● **Problem to work on**
A faithful repeat of all the records, with no image kept, is the required answer.
[[ Exercise input, beginning ]]
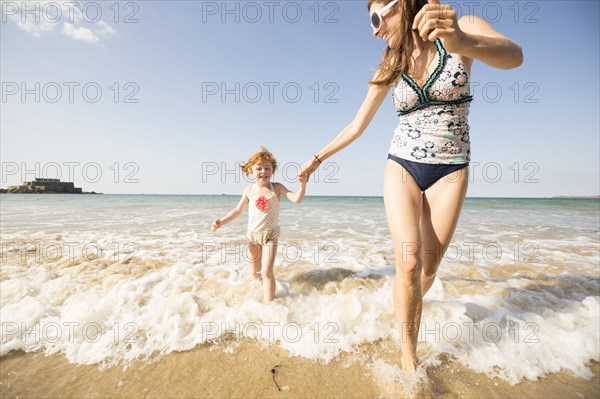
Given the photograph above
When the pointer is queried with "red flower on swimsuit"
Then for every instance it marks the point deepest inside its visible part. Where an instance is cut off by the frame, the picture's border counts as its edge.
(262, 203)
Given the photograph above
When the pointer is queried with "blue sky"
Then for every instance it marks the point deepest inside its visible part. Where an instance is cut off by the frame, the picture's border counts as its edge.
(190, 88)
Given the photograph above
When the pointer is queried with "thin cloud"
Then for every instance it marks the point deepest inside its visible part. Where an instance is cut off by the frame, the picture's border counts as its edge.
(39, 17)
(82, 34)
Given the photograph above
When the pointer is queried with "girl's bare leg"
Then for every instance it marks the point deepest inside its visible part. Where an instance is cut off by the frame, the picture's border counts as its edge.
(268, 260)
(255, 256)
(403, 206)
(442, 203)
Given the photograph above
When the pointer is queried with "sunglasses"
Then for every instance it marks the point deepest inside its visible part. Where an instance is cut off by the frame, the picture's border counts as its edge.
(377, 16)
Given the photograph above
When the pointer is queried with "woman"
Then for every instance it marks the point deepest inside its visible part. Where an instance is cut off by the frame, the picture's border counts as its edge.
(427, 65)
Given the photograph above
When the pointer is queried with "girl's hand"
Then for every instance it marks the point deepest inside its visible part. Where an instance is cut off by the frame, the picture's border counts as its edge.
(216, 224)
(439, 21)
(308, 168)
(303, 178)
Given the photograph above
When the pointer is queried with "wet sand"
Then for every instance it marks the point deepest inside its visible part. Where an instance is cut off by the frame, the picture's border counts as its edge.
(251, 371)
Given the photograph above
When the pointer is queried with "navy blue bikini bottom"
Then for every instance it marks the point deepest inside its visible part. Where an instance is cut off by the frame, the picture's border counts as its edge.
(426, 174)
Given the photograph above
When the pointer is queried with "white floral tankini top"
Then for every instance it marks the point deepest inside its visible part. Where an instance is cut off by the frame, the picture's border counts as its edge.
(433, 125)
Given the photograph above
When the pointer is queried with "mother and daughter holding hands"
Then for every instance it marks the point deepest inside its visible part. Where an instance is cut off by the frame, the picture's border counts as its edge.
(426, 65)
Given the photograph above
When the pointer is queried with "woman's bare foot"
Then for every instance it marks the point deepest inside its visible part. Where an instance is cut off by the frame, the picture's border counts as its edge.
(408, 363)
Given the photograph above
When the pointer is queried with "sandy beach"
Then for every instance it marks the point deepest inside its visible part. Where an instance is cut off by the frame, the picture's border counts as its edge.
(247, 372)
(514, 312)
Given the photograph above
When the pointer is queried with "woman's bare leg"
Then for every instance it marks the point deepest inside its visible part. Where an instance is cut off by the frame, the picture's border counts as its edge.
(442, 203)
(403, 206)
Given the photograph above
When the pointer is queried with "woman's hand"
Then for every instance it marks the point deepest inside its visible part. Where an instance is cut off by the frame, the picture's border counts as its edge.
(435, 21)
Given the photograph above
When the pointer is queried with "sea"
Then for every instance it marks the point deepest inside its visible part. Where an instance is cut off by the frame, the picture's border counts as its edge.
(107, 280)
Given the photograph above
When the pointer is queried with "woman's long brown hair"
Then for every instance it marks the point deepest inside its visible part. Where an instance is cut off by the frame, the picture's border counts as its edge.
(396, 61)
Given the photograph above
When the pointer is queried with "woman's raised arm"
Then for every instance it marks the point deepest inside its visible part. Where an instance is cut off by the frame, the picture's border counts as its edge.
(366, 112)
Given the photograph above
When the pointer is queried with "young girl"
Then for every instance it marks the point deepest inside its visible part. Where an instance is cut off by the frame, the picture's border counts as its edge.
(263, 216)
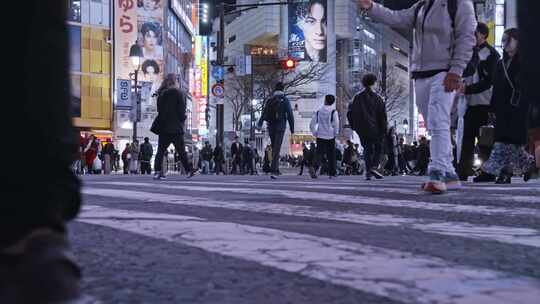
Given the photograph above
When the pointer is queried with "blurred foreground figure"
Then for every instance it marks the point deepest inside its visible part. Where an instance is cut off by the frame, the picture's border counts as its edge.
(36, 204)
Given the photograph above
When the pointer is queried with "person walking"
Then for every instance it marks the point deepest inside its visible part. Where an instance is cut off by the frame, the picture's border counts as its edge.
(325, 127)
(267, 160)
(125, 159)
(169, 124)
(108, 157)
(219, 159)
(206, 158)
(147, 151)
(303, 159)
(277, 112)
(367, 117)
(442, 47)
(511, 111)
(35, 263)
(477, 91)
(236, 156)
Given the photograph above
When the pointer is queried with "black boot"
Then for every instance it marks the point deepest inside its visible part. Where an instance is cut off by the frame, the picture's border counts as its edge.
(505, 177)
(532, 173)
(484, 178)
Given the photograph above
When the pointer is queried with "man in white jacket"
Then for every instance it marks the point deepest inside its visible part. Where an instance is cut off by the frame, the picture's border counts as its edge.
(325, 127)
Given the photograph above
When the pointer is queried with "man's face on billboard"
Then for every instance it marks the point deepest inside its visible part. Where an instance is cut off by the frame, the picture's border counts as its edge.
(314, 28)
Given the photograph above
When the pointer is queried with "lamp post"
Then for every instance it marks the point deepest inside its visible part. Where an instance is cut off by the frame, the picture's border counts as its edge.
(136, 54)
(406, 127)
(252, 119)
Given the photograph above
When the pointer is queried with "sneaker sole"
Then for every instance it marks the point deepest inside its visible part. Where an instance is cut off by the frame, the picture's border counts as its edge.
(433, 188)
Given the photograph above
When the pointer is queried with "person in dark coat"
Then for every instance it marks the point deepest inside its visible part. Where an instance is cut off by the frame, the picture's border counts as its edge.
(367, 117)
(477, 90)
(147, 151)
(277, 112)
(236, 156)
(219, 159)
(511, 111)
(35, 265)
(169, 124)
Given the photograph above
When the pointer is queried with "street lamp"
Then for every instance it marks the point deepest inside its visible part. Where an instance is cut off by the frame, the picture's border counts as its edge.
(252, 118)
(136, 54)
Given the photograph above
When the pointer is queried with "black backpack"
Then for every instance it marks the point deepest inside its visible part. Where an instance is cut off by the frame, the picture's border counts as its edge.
[[ Exercise input, end ]]
● **Task response**
Given the photograph above
When the pointer is queried with "red flower on swimsuit"
Then for every instance it marks the point deepest inside its visible part. Where an instance is cut off by the frame, the picture's border counts as its edge.
(262, 203)
Given the photograph above
When the pointer is queried with "blue sky"
Then for every instance it marks the point deepest inside its visible part. Where an instance is cut off by the frame, the picture's border counts as its edge.
(190, 88)
Given the photograph above
When the pointer is queried with "thin cloud"
Then for every instance it marks the point deepest inside its visible part. Where an instance is cut off by the frame, the picture's border counts as its edge.
(39, 17)
(82, 34)
Given the photograph above
When the pointer is queried with "girl's bare leg"
Then for every instance it marks the point deepest inside its visible part. Where an instance is cut off by the frame, the picture's border counts as its edge.
(268, 260)
(255, 256)
(403, 206)
(442, 203)
Given the photograph above
When the pointer is queried with "sunglasses"
Then for every instance it marks the point deepest inside its visible part. Where an instance is cut off by the frame, the picture's border counts as its edge.
(377, 16)
Given the photograph above
When the pointer is queried with "woman"
Then for every instance it marks the point deepest inside its visible part. Where an instance is cut off by the frame, the picture's border counts as its edge.
(427, 65)
Given the photograph above
When the pointer is queried with "girl's hand"
Then for every instance it marks the point deepest inside its visible part. Where an instance is cut off by the frame, the picture's border counts as its edge.
(216, 224)
(439, 21)
(308, 168)
(303, 178)
Given the photograph above
When the pointer is queried with "wet sand"
Then for every instance it marks the point deepest inside its visible part. Where an instance is cut off by the frame, the picture's border counts as its edge.
(251, 371)
Given the photograph above
When the pointer is queried with "navy blue bikini bottom"
Then for every instance it marks the point deepest inside its visible part. Where an instance is cut off by the frame, the picture's border counts as its edge.
(426, 174)
Given the photograph above
When the pointer is queried with "white floral tankini top"
Then for every instance it marks the point deepest inside its visible part. Where an instance is cut off by the frame, the picture's border counts as its edge.
(433, 125)
Given the photograph above
When the pointer is queried with "mother and daughter holding hands"
Then for every instance it marks the point deepest inside its visible part. Where an instance is cut off by the frame, the picture's border counts as its edge.
(426, 65)
Given the photograph above
When the pointer is queried with "woman's bare foot"
Then for every instance it marks the point deepest inside its visible part. Where an instance is cut off by the frame, the picture's border counts as its edge.
(408, 363)
Given the photograph above
When the pointer is queried with "sandy beach"
Then for every instance it marks the point deepest inside its visible part. Where an instance is cut off by the frame, the picture's border counts as its edge.
(247, 372)
(514, 312)
Given the photograph above
When the pointer is queried with "woman's bare leg"
Then for every instance it marks the point deepest inside its visible part. Where an instance is cut off by the frame, the picture's border counts as its edge.
(442, 203)
(403, 206)
Given the photograph above
When the pointer is queried with "woman's hand"
Then for every instance it marks the point deepest inside its visible part. Where an instance is cut off by the frame, the picture's border counts as its edge.
(435, 21)
Given the photograph above
When the pointer is queried with "sea"
Then for every instance it marks the point deepest inside its visible part. Where an instance is cut off by the frame, the picture's border counts as its edge.
(107, 280)
Given the photograph above
When the pointer is queried with "woman's long brown hair"
Then for every instance it marks the point deepest inside its visible part. Where an instance is cut off by the frame, the picture's border counts as its edge.
(396, 61)
Given the photograph above
When the pointer is queried with "woman's raised arm"
Then for every instance it marks the point deepest inside its visible part. Where an instance is cut off by the frame, the picture's border counts as its edge.
(366, 112)
Given the photograph above
When the pointer is queried with "young girl"
Then for every instance it marks the point deepest inside its visible part. Where an instance is cut off by the frame, the picture's border counts as its edge.
(263, 216)
Given the photograph above
When the pointer is queried with "blurred foreground figure"
Then for every instance it marks the point deepest inside its visible part. Where an instance is cut off by the frame, the picture's border counts as its edge.
(36, 204)
Given the photograph above
When the pointer is queried with "person walking"
Then for every instance it marks the point deepest inside its visible part. Where an instance is cut off by the frame, the picture's border counts as its edge.
(325, 127)
(267, 160)
(125, 159)
(169, 124)
(108, 157)
(219, 159)
(206, 158)
(147, 151)
(303, 159)
(277, 112)
(367, 117)
(442, 47)
(511, 111)
(35, 263)
(477, 91)
(236, 156)
Given the photograph above
When the pointer is queried with "black boot"
Then for every instance it marks the point deepest inside its visible part. Where an instance is cut off by the frame, the picture's border counts as its edge.
(505, 177)
(532, 173)
(484, 178)
Given the photograph above
When the pointer is queried with "man in white jacket"
Then for every instance it marks the point deepest inside its visible part. Where an instance is cut off by the frame, the picture's border counts as its edge.
(325, 127)
Given the photograph above
When the pointer is queried with "man's face on billboard"
Then for every instance it marks the point deepest inside its visible part. Where an instance is cut off by the frame, the picture's border counts as its edge.
(314, 28)
Given the photograph above
When the pointer is queried with "lamp post"
Then for every instance it marks the point deepest inside its visible part. Where an instance is cut off by the frame, the picture's border counts as its edge.
(136, 54)
(406, 127)
(252, 119)
Given the photograph above
When the pointer is queried with "sneaker sole"
Then for every instance it marks the point deepest inside its visible part. Where an instance is cut off by the frame, the picture's border counts as its edge.
(433, 188)
Given the photograph above
When the pointer is queried with "person in dark coat"
Then for every instance it marks the point deepest inside its visible part. Where an instance is cut off by the frame, the picture's border counts as its edge.
(367, 117)
(477, 90)
(147, 151)
(277, 112)
(236, 156)
(219, 159)
(511, 111)
(35, 265)
(169, 124)
Given the photograph above
When the pointer is queried with "street lamp"
Then for every instance it marks the point deepest inside its visible part. Where an instance is cut off by the frame, the picture's border counts as its edge.
(252, 118)
(136, 54)
Given the photograph above
When the pointer is queried with "black backpack"
Then for every instance it marks the point deepest inside its visible part. Where an instance is cut off by the frame, the picture's border counts as its edge.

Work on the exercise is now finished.